> JOB
Rewrite every line of the data that begins with the line containing "with white shirt." and ends with the line containing "[402,0,450,80]". Keep the wording lines unchanged and offset each bounding box coordinate by -91.

> TASK DATA
------------------------------------------------------------------------

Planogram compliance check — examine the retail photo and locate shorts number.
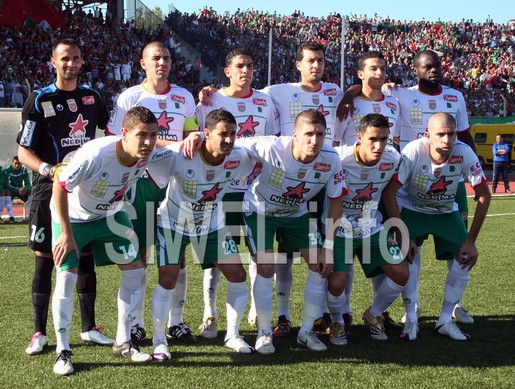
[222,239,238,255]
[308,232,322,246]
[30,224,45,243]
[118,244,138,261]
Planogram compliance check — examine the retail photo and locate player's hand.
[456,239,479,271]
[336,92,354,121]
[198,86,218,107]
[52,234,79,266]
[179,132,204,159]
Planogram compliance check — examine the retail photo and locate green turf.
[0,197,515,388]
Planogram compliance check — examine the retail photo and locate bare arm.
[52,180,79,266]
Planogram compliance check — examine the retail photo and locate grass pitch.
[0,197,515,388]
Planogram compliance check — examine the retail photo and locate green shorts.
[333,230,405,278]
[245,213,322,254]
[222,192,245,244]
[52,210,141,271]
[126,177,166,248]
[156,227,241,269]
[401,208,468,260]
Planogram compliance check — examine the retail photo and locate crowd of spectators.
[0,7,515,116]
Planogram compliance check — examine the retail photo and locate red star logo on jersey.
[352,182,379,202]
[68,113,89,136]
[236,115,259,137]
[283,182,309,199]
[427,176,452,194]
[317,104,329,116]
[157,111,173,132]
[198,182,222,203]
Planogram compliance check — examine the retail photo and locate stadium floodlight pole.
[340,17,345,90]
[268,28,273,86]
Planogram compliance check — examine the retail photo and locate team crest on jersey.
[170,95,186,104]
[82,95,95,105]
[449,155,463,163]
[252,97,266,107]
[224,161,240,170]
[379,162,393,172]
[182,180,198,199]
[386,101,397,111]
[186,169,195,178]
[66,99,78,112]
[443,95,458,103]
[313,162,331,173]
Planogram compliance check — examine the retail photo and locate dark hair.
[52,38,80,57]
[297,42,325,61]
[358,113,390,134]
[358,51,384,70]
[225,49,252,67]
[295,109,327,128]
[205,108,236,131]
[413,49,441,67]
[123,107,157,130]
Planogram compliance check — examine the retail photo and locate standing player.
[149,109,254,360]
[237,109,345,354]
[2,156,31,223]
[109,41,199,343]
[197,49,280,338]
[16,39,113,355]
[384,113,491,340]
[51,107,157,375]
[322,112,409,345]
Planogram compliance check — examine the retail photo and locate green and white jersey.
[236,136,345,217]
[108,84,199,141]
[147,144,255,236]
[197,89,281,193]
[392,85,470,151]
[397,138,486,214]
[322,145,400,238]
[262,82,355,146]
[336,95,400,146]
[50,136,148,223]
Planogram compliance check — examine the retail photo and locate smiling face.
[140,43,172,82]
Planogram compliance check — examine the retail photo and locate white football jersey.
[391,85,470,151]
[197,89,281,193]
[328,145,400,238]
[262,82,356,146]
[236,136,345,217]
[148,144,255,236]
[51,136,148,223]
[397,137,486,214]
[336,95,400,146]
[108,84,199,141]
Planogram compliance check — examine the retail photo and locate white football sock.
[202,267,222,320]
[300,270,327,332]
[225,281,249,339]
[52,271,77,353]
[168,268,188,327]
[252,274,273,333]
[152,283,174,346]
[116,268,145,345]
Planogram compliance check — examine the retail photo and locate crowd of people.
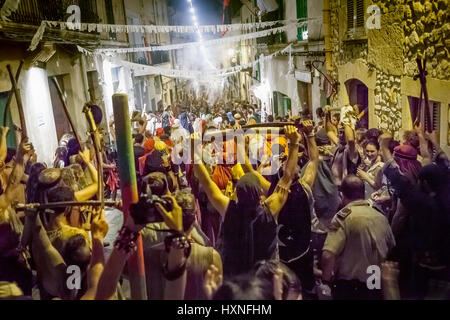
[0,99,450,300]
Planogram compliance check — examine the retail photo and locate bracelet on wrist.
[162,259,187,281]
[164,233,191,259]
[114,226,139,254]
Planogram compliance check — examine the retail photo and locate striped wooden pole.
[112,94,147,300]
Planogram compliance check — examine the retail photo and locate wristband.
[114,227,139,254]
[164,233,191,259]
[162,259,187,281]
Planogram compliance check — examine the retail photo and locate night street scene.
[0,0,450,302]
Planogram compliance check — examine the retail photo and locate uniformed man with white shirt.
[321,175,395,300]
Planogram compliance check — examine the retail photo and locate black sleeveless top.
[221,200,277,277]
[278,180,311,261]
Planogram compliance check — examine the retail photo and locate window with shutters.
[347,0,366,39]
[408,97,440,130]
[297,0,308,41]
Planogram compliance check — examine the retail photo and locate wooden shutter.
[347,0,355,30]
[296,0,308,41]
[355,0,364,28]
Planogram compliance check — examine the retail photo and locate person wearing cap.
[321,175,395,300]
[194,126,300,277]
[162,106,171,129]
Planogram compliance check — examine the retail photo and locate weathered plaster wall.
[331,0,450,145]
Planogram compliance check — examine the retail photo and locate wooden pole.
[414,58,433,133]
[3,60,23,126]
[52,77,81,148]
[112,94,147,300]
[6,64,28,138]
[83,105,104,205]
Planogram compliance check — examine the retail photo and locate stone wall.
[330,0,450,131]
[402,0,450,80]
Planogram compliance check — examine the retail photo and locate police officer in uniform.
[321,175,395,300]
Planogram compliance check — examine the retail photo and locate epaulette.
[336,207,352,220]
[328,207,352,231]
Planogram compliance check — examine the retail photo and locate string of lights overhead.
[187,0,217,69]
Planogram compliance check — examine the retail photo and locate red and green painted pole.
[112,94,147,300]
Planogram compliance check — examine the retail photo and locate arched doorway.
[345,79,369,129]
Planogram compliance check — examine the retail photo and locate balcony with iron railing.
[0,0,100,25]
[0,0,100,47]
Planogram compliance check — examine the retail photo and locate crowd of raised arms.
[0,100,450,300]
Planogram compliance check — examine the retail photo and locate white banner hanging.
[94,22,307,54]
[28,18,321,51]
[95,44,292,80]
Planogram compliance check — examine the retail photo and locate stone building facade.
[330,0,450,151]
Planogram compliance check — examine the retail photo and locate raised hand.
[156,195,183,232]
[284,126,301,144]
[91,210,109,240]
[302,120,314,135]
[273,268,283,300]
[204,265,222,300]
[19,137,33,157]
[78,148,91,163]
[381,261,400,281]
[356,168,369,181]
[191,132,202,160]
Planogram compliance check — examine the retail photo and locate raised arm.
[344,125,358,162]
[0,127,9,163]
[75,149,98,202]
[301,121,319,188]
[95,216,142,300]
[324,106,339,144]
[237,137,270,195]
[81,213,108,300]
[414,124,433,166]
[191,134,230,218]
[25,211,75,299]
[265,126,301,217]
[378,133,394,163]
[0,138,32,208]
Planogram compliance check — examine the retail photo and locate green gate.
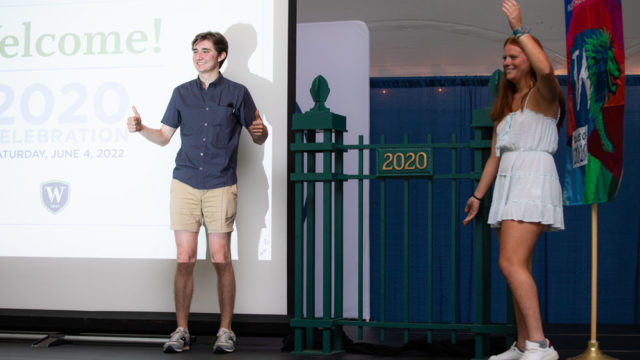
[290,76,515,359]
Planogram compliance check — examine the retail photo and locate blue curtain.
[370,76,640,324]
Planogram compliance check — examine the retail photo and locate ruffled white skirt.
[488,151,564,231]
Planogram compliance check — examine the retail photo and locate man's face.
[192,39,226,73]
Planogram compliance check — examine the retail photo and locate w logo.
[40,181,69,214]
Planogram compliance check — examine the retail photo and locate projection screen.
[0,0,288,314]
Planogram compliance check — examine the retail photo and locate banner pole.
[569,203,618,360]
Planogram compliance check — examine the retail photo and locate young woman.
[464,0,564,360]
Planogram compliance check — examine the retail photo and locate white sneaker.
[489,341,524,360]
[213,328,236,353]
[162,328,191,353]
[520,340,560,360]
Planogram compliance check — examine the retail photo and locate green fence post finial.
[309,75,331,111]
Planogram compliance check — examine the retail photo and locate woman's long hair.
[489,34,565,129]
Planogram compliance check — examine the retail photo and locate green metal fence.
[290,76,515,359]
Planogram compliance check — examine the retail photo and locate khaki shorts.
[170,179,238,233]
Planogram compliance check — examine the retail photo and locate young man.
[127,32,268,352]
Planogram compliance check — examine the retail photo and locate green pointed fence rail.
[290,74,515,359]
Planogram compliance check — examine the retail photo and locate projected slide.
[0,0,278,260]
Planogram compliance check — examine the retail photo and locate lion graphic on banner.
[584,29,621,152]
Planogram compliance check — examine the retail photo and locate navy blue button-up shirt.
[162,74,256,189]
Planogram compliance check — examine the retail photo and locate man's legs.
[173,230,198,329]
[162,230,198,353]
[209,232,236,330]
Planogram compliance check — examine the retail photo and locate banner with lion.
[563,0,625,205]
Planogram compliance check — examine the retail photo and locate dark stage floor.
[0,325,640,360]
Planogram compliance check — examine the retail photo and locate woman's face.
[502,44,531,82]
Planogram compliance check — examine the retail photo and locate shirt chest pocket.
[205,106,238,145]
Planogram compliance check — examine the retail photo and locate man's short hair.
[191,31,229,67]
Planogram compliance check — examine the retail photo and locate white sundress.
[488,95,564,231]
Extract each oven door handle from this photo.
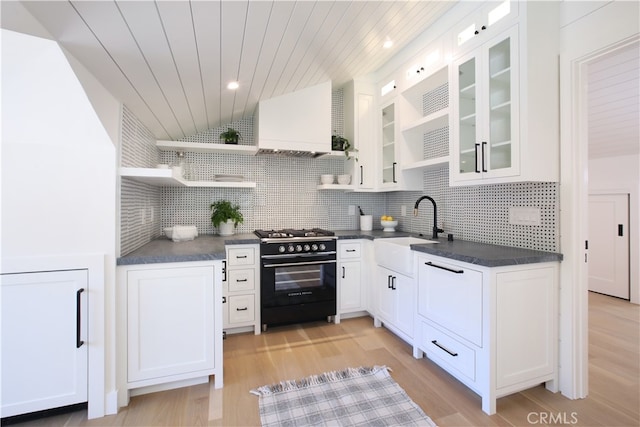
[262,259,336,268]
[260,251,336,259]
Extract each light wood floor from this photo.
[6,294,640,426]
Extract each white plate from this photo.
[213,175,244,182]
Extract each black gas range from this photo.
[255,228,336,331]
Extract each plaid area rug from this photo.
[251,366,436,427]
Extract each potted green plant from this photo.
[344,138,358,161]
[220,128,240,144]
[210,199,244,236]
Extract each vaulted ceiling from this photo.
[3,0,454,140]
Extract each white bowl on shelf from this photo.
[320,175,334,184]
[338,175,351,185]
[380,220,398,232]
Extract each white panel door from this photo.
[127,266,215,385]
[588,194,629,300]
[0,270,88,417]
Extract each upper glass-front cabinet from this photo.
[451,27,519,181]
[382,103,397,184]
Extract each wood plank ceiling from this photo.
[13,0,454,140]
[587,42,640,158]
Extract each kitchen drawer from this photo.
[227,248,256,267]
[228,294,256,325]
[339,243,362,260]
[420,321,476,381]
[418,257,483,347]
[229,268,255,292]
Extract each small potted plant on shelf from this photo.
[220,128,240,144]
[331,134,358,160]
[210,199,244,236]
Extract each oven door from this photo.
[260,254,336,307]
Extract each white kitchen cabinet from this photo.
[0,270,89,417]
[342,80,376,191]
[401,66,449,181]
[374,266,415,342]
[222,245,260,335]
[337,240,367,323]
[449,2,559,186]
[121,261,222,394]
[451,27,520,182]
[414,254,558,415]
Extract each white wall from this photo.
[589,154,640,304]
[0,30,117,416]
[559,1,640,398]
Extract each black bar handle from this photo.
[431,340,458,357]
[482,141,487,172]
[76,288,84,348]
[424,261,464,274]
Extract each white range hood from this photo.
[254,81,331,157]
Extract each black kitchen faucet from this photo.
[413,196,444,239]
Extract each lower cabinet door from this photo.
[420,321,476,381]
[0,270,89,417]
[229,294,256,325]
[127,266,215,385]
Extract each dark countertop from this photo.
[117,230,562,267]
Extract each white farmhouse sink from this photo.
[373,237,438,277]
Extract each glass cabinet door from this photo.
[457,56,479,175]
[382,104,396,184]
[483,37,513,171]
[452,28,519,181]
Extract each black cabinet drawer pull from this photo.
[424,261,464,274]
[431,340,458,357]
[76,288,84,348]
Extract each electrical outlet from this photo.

------------------------------------------------------------------------

> EXERCISE OUTPUT
Planogram compliance check — examine the retail photo and locate uniformed man with white shirt.
[230,84,304,209]
Planogram compliance check — examine the retail photo and locate black sleeveless top.
[130,109,186,186]
[187,89,220,170]
Planogram compliance check — examine the retail photo and locate window with shutters.
[256,-91,275,-52]
[317,6,349,39]
[206,-91,217,-50]
Planogram compliance check — examine the retail photo and locate wooden shutter.
[256,-91,264,-61]
[205,-91,217,-50]
[264,-91,273,-63]
Planogram compliance check — examine the retail photo and locate person wearing cap.
[230,84,304,209]
[103,35,209,186]
[71,15,80,38]
Planogram compliance check — examine the retail photo and locate weathered plaster wall.
[240,-91,359,54]
Planogram compliance check — examine the retail photo and locate wooden pole.
[323,-33,342,42]
[-88,-31,-68,35]
[-39,-14,-10,57]
[21,3,56,209]
[-85,-27,-63,47]
[-8,14,13,114]
Planogram compliance check — examine the retail photo and locate stone wall.
[239,-91,359,40]
[311,-91,359,-11]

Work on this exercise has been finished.